# Start of Document text

How to Apply Hanlon’s Razor to Gain Inner Peace

Occam’s Razor isn’t the only game in town

Photo by Jake Melara on Unsplash

You have likely heard of Occam’s Razor:

“In explaining a thing, no more assumptions should be made than are necessary.”

This concept, also termed the law of parsimony, is commonly paraphrased as “The simplest explanation is the most likely one.” While this is not a law or a proof, it is a general preference or tendency. In science, a simpler idea is not necessarily more correct, but it is easier to test.

Occam is not the only person to have a razor named for them, nor is his the most useful one. Before we get to Hanlon, what exactly is a razor though? The term refers to the notion of shaving away the excess assumptions that a given hypothesis might have. This helps one pick between one explanation and a competing one. It is a preference, not a proof.

Another way to consider a razor is that it is a particular type of heuristic, or rule of thumb. In life, you will find Hanlon’s Razor to be of much more use. The concept is:

“Never attribute to malice that which is adequately explained by incompetence.”

Think about what this actually means. When someone treats you poorly, you have to make a judgment about their behavior. Did they intentionally want to inflict harm? Or did they cause you harm inadvertently?

Often, you just don’t know and won’t ever know. You have to go with your gut. If the harm was big enough, you will likely be angry and attribute the person’s behavior to malice.

Don’t.

Unless you have solid proof, the other person is likely completely unaware of the negative effects their actions have had on you. Your anger serves no purpose.

“Holding on to anger is like grasping a hot coal with the intent of throwing it at someone else; you are the one who gets burned.” — Buddha.

Photo by Erin Doering on Unsplash

I remember times when such anger would rise up in me. It was often in situations outside of my control but with long-term effects on my life. In particular, I remember applying to graduate schools after college. I had spent years studying, taking tests, and filling out applications. I sent off my applications and the waiting began. While I heard back quickly from some programs, others were radio silent. When I inquired, the programs would tell me to check back in a few weeks.

# End of Document text
# Start of Provided data

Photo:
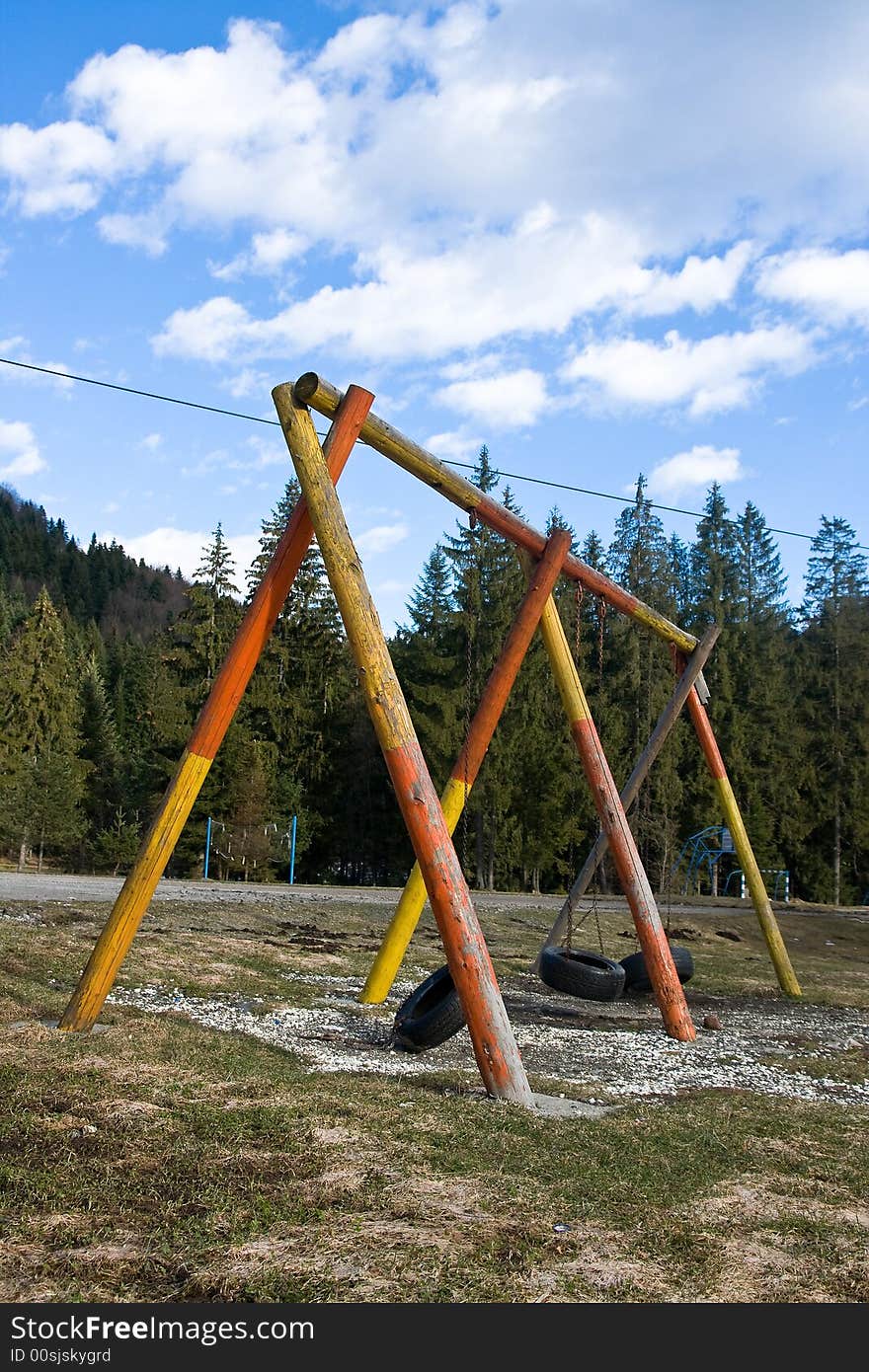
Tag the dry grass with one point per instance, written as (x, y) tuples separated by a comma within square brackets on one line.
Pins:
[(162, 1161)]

# End of Provided data

List every passage that the Hanlon's Razor article places inside quotation marks.

> Reply to the exercise:
1. "In explaining a thing, no more assumptions should be made than are necessary."
2. "The simplest explanation is the most likely one."
3. "Never attribute to malice that which is adequately explained by incompetence."
4. "Holding on to anger is like grasping a hot coal with the intent of throwing it at someone else; you are the one who gets burned."